#### Provided passage
- - - -
Fixation on Histology

Tips & Tricks: Interviewing

Post-It Note with

We've blogged about the histology workforce shortages and the Great Reassessment. Many hisotechs are changing jobs or thinking of changing jobs, which means interviewing. Recently, a Histology Professionals Facebook participant posed this question, "I've got a few interviews coming up. Any tips?"


Our active online community was happy to contribute tips for interviewing successfully. A few thread participants showcased their sense of humor by stating, "Be honest. Don't tell them you can cut 100 blocks an hour. They will find out eventually." Another contributor quipped, "There is a shortage. I think if you show up and are alive … well … you've got a good chance." Who says histotechs aren't funny?

Many thread participants offered honest words of encouragement that would be true for anyone interviewing in any field, at any stage of their career. Tried-and-true advice like "Be yourself," "be honest," "don't say you are an expert at something if you are not," and "be sure to research the company you are interviewing with" were repeated throughout the comments. Others advised on navigating around "sneaky" questions interviewers often ask, such as "Tell us about yourself," which is just a question geared towards them gleaning personal information volunteered by you that they legally cannot outright ask. The advice was "to keep it professional" and steer the conversation away from personal topics.  

Other thread participants pointed out that in the current market, labs are short-handed, and histotechnology professionals are in high demand. Therefore, their advice was to know your worth, negotiate salary, and not take low pay or the first offer. One commenter even suggested that candidates research the pay scale at the company and the competition so that job-seekers can negotiate from a well-informed place. One contributor also shared two questions that always seem to come up during interviews, with many other commentators agreeing that they have also encountered them. The two questions they advised to have prepared answers for were:

  • Describe a difficult situation you have had with another employee? and;
  • How was the issue resolved?
- - - -
Reproduce the section of the post on interviewing tips word for word, starting with "Our active online" and going on through "histotechs aren't funny?".

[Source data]
- - - -
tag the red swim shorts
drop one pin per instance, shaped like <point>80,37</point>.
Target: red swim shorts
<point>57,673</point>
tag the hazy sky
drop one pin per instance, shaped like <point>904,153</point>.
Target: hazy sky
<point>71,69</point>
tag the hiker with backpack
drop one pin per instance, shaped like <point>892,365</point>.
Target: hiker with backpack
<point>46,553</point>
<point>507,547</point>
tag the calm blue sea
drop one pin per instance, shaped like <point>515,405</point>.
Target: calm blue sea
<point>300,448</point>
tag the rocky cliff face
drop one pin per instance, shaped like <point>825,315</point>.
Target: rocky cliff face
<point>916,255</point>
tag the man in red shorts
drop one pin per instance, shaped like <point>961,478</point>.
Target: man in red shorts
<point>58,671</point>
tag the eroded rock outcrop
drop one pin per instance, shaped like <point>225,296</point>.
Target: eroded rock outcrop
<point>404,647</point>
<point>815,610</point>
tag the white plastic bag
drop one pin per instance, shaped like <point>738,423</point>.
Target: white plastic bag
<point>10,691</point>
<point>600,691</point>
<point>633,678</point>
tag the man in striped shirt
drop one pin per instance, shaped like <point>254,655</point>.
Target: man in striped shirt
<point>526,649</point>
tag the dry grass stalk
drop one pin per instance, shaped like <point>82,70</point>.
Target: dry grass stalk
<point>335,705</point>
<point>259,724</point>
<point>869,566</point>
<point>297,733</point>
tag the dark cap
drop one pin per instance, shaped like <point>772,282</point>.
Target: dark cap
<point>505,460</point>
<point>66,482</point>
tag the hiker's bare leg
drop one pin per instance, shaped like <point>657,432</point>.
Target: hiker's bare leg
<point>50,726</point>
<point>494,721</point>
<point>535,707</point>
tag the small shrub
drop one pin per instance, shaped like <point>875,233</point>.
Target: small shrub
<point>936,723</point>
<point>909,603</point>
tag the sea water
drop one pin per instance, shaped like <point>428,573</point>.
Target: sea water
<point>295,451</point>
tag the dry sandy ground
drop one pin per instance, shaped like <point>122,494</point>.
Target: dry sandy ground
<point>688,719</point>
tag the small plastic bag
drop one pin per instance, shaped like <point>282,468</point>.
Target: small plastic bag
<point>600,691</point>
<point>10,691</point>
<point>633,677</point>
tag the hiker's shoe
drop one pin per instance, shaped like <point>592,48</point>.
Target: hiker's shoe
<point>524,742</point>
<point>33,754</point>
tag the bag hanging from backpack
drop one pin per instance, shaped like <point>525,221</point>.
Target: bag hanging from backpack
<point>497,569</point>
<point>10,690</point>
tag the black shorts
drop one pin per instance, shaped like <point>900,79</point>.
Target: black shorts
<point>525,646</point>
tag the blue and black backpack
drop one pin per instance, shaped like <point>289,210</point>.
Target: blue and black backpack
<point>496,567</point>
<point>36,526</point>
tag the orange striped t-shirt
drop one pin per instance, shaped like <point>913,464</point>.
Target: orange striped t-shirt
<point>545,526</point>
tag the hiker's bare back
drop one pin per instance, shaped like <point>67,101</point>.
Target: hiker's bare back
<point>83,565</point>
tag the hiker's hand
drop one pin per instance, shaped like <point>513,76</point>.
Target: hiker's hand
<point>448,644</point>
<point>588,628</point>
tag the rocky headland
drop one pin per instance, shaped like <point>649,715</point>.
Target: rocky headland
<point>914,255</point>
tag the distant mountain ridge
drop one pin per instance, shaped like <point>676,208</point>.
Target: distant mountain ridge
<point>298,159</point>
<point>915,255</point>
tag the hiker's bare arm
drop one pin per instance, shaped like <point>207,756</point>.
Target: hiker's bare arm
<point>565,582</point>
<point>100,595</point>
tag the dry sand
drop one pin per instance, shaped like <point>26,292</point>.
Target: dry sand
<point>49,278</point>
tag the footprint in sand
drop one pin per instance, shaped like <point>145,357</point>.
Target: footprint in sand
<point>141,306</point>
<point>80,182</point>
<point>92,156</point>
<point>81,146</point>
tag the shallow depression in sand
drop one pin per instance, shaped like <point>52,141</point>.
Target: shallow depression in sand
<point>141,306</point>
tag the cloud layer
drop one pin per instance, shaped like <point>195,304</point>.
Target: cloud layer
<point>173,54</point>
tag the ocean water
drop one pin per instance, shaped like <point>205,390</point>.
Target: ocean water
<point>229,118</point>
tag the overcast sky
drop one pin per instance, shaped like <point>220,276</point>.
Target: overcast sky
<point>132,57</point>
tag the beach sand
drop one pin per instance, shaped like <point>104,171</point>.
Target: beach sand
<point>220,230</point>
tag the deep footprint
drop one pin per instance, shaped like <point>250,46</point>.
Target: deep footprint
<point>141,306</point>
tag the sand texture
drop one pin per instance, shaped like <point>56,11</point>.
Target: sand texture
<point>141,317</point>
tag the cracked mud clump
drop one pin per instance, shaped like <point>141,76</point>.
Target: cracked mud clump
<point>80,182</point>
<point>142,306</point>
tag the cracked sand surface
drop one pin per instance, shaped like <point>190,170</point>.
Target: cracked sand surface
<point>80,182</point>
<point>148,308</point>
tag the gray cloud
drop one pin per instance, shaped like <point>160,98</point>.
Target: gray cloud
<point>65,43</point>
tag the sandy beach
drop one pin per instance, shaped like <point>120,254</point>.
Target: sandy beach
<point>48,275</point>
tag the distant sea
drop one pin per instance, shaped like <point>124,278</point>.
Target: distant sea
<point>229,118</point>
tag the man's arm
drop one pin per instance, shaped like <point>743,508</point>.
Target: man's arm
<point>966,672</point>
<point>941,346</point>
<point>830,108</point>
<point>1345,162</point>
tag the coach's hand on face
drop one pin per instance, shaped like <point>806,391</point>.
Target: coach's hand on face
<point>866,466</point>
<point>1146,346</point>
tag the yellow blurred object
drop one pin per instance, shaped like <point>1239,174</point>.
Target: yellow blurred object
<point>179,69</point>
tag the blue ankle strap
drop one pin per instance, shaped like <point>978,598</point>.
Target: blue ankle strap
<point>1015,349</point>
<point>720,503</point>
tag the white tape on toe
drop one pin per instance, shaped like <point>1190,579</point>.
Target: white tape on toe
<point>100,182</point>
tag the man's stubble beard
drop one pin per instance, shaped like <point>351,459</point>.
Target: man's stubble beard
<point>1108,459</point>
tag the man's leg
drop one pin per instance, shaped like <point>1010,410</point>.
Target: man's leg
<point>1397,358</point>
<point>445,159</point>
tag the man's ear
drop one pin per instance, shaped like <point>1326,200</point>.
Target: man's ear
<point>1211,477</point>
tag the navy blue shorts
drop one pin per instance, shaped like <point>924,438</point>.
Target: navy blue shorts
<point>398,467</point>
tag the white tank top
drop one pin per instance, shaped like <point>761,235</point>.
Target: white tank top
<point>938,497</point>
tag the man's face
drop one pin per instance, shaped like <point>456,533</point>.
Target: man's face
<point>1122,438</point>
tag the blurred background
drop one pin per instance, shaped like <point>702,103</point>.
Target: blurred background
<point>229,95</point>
- - - -
#### Problem solution
Our active online community was happy to contribute tips for interviewing successfully. A few thread participants showcased their sense of humor by stating, "Be honest. Don't tell them you can cut 100 blocks an hour. They will find out eventually." Another contributor quipped, "There is a shortage. I think if you show up and are alive … well … you've got a good chance." Who says histotechs aren't funny?